─── TEXTO BASE
Johann W. Goethe (1749-1832)
Os anos de aprendizado de Wilhelm Meister.
Comentários de Georg Lukács.
“A realização dos ideais humanistas neste romance comprova reiteradamente a necessidade de, ‘na medida em que se trate de algo puramente humano, rejeitar nascimento e classe social, em sua completa nulidade, e na verdade, como é razoável, sem gastar sequer uma palavra sobre isso’ (Schiller). A exposição e a crítica às diversas classes e aos tipos que a representavam procedem sempre, em Os Anos de Aprendizado, desse ponto de vista à central. Por isso, a crítica à burguesia não é aqui apenas crítica a uma pequenez e estreiteza especificamente alemãs, mas também e ao mesmo tempo uma crítica à divisão capitalista do trabalho, à excessiva especialização do ser humano, ao aniquilamento do homem por essa divisão do trabalho.
O burguês, diz Wilhelm Meister, não pode ser uma pessoa pública: ‘Um burguês pode adquirir méritos e desenvolver seu espírito a não mais poder, mas sua personalidade se perde, apresente-se ele como quiser/.../. Não lhe cabe perguntar: ‘Que és tu? , e sim ‘Que tens tu? Que juízo, que conhecimento, que aptidão, que fortuna?’ /.../ ele deve desenvolver suas diversa faculdades para tornar-se útil, e já presume que não há em sua natureza nenhuma harmonia, nem poderia haver, porque ele, para se fazer útil de determinado modo, deve descuidar de todo o resto’”.
“A realização dos ideais humanistas é neste romance não só o parâmetro para julgar as diversas classes e seus representantes, como também a força propulsora e o critério da ação de todo o romance. Em Wilhelm Meister e em muitas outras personagens desta obra, a realização dos ideais humanistas em suas vidas é a mola propulsora mais ou menos consciente de suas ações. /.../ Assim, coloca no centro deste romance o ser humano, a realização e o desenvolvimento de sua personalidade, com uma clareza e concisão que dificilmente um outro escritor haverá conseguido em alguma outra obra da literatura universal. É claro que essa visão de mundo não é propriedade particular de Goethe. Ela domina antes toda a literatura européia desde o Renascimento; constitui o ponto central de toda a literatura do Iluminismo.
──────
─── MATERIAL FORNECIDO
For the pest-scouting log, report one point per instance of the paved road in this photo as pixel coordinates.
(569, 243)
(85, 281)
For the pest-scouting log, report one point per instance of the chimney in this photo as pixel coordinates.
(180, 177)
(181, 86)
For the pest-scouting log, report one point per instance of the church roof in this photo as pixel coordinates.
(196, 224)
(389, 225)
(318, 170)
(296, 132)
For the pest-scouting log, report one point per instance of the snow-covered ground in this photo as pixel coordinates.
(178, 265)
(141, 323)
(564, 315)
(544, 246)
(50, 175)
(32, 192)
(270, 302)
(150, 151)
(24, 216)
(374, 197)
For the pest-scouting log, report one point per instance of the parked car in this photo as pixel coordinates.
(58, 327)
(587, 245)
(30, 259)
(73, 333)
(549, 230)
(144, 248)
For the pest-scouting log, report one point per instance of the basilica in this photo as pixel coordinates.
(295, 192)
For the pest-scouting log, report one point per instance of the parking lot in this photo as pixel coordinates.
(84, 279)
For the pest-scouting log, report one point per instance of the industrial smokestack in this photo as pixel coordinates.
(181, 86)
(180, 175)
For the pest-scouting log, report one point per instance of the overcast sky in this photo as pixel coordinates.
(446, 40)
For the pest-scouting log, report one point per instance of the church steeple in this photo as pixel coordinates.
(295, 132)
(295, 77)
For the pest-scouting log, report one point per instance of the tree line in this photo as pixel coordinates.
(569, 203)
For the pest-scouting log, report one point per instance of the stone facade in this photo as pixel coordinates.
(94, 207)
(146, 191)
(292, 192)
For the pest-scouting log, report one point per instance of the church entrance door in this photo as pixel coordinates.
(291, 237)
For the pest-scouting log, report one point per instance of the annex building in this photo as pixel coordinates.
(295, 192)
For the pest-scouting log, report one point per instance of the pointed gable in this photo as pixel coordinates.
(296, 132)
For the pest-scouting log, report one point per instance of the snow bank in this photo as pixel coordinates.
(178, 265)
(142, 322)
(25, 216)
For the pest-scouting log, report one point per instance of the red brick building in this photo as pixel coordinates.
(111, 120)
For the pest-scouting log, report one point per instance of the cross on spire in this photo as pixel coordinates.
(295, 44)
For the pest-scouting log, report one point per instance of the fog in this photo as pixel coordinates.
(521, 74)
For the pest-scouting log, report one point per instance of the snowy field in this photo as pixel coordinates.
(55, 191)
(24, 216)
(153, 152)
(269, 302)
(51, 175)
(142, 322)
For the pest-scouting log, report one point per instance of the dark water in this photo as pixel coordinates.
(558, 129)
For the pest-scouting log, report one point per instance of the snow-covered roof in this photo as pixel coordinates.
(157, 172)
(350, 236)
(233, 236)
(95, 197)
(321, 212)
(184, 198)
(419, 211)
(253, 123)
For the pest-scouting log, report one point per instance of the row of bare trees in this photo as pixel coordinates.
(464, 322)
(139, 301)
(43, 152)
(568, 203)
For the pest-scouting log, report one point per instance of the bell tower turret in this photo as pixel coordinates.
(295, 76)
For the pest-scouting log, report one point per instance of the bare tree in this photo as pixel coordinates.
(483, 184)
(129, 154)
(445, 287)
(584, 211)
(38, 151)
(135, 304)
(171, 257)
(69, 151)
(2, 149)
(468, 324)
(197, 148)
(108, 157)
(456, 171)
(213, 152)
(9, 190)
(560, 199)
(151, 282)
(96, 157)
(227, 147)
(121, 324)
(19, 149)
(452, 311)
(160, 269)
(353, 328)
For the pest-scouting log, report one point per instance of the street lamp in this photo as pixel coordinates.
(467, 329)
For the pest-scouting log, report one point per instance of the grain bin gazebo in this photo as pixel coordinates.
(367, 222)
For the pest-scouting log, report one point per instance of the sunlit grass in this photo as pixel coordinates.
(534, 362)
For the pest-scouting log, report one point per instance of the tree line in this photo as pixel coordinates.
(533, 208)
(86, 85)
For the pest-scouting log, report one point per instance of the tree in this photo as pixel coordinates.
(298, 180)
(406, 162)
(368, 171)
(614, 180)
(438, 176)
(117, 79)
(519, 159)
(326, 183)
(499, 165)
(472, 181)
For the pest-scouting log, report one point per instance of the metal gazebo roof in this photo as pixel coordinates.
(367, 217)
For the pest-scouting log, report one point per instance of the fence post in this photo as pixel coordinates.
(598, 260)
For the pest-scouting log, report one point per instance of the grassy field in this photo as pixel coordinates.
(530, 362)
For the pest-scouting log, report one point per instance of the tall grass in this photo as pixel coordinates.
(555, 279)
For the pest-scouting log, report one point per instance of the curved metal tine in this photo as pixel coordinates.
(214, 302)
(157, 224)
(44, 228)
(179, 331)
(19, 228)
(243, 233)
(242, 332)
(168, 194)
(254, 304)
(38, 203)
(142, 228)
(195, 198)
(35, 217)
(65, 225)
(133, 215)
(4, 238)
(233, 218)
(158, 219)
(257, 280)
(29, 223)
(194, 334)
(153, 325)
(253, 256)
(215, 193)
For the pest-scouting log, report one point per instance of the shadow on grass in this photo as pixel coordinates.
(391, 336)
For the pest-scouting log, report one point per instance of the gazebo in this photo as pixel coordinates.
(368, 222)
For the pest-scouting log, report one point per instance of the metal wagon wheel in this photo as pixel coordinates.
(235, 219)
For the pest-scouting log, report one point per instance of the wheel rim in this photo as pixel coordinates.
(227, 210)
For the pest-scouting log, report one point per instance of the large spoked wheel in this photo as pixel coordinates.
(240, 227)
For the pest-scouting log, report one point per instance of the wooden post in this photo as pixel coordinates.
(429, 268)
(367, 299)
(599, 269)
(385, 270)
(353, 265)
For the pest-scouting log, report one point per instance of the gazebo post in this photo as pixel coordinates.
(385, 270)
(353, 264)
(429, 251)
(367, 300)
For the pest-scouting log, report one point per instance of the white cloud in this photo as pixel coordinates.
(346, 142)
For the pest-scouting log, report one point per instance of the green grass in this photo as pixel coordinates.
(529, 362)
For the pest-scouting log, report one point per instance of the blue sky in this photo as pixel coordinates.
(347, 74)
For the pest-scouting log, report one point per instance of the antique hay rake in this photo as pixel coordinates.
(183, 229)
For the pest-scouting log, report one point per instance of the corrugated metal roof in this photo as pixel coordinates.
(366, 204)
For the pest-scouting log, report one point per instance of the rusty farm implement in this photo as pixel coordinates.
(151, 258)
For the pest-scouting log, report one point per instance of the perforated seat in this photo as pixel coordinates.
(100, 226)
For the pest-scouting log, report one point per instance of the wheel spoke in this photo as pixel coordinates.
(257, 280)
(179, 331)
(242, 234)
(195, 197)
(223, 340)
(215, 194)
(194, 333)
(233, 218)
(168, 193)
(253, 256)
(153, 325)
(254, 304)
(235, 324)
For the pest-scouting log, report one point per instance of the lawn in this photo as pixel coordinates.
──────
» **INSTRUÇÕES DO EXERCÍCIO**
• A. Responda com base no comentário de Lukács sobre o romance de Goethe:
(i) De quem é a frase citada sobre rejeitar nascimento e classe social?
(ii) Que pergunta, segundo Wilhelm Meister, não cabe ao burguês fazer?
(iii) Desde quando essa visão de mundo domina a literatura europeia?
• B. Selecione nas entradas todas as linhas que contêm a palavra "covered".

» **RESPOSTAS EM ORDEM**
• A.
(i) De Schiller.
(ii) "Que és tu?"
(iii) Desde o Renascimento.

• B.
For the pest-scouting log, report one point per instance of the snow-covered ground in this photo as pixel coordinates.
For the pest-scouting log, report one point per instance of the snow-covered roof in this photo as pixel coordinates.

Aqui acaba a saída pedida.